ASSIGNED TASK
Copy each record exactly, word for word.

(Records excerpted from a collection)
************
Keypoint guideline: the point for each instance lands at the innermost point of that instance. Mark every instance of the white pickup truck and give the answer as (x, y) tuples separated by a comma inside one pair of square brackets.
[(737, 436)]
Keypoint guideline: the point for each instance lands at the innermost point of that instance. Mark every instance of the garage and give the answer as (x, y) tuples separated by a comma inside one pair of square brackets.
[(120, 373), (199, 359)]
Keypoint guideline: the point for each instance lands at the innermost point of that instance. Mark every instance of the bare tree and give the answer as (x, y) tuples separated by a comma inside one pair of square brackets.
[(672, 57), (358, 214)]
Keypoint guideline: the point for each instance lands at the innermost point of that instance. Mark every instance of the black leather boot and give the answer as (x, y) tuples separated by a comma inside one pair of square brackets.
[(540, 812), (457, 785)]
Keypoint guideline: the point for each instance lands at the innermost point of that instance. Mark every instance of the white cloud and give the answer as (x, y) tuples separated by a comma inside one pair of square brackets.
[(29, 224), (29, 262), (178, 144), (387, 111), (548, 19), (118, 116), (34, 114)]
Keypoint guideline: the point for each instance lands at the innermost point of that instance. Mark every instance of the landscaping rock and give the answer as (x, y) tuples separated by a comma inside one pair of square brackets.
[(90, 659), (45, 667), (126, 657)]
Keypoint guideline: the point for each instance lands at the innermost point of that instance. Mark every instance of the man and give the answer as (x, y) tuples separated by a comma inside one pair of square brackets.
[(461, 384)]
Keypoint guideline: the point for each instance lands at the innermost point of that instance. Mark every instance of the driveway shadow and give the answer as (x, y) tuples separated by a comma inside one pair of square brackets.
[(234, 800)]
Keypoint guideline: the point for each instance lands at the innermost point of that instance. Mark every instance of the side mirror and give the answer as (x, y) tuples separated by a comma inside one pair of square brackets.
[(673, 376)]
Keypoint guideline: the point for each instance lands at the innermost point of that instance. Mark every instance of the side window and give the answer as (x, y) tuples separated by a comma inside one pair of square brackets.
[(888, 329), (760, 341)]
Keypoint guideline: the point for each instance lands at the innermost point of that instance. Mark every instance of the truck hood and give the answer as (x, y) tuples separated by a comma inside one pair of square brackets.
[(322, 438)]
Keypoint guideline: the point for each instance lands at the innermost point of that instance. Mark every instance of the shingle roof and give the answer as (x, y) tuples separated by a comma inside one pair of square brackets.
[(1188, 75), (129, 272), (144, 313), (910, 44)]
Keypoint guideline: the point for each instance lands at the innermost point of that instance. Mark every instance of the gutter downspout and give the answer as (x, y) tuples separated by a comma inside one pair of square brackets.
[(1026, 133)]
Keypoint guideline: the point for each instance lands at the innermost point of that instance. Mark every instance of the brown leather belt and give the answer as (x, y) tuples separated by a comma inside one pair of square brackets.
************
ANSWER BOX
Keypoint guideline: the point for each instance lands at the innermost point of that instance. Mark every instance of the white pickup truck and give the answer as (x, y) tuples separated by a comma inside one pair of square brackets.
[(737, 436)]
Keypoint guideline: the point for each instance lands at the innermost point of that instance. Mark every instance of the garage and give the answer as (x, y) tuples separated by a comma inside one pair of square brackets.
[(120, 373), (199, 359)]
Keypoint guideline: the point for each instance lands at the innermost point of that instance. Mark every instance of the bare tree and give the answer as (x, y) tuples separated by a comma inside one pair of square brackets.
[(672, 57), (358, 214)]
Keypoint guideline: the point for each instance lands at the innermost point of that instance. Mark every instance of the black leather boot and give the answer as (x, y) tuples separated by a comma inside one pair of square brackets.
[(540, 812), (457, 785)]
Keypoint guideline: the point for each instance lands at the innermost point of that instance. Mark every instance of the white cloud and give the answer as (x, y) tuples separated by a comma inside one pair of square brackets.
[(29, 224), (29, 262), (178, 144), (387, 111), (548, 19), (118, 116), (34, 114)]
Keypoint guideline: the point for each instance lands at the innermost point of that instance. Mark every instance of the landscaping rock and give the answer as (x, y) tuples separated by a comma inside one pair of square brackets.
[(90, 659), (45, 667), (126, 657)]
Keypoint guideline: the point for each instance lands at the innermost point of that instance. Mark every instance of the man and give the answer as (x, y) tuples separated by a comma inside one pair of square brackets.
[(461, 384)]
Keypoint guideline: the point for each instance lands at the innermost point of that instance. Mark every instance of the driveway shadow and give the answer as (x, y) tuples separated by a comma inside one pair of square brackets.
[(234, 800)]
Keypoint guideline: the point for each instance lands at the innermost point of that instance. Mark every instance of the side mirror and give the answer as (x, y) tuples separated by a comma inside one pair of square brackets.
[(673, 376)]
Keypoint guideline: the point for each instance lands at the innermost point of that instance. Mark every instance of the side window and give the answer as (x, y) tuples separated by a comma inside one pair of square brackets.
[(888, 329), (760, 341)]
Keypoint guideline: the point for each instance lands at the innermost point of that instance. Mark every instance of the truck hood and give the answer as (x, y) tuples separated by a comma inside one pair of square brackets.
[(322, 438)]
Keypoint guideline: the point for each instance lands at the innermost point of that instance. Mark every instance of the shingle roof and give the answer as (x, y) tuples separated by a comma inside one pair of square brackets.
[(1188, 75), (129, 272), (144, 313), (910, 44)]
Keypoint guideline: the point for each instance lands at the innermost point of that instance. Mark every instance of the gutter downspout and give the answer as (x, y) tuples separated by a comma inside one pair of square brackets.
[(1026, 133)]
Keypoint guideline: the point for each instance lands at the innermost point of that instance. Mark every instance of the brown leather belt and give the answer as (x, y) tuples separated by a comma inside one pair of square brackets.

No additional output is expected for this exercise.